__Goal__
Can you rewrite the items below so that every "phrase" becomes "description", leaving everything else unchanged?

__Extracted data__

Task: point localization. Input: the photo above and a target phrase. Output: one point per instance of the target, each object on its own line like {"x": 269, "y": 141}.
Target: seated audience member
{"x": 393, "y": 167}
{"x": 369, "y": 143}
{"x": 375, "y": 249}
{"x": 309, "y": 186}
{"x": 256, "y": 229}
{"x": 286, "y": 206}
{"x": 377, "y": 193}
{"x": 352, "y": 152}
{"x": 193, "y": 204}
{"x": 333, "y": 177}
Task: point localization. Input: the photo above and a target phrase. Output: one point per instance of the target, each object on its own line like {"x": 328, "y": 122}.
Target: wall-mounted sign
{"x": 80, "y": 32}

__Result of this task__
Task: point localization. Input: the photo above and a target description. Output: one point per instance of the target, each object on its own line like {"x": 269, "y": 141}.
Target: seated audience member
{"x": 393, "y": 167}
{"x": 369, "y": 143}
{"x": 375, "y": 249}
{"x": 309, "y": 186}
{"x": 256, "y": 229}
{"x": 286, "y": 206}
{"x": 377, "y": 193}
{"x": 352, "y": 152}
{"x": 193, "y": 204}
{"x": 333, "y": 177}
Task: point localization. Input: the photo above and a target description. Output: one point per instance of the target, each object on its own line like {"x": 328, "y": 122}.
Target: wall-mounted sign
{"x": 80, "y": 32}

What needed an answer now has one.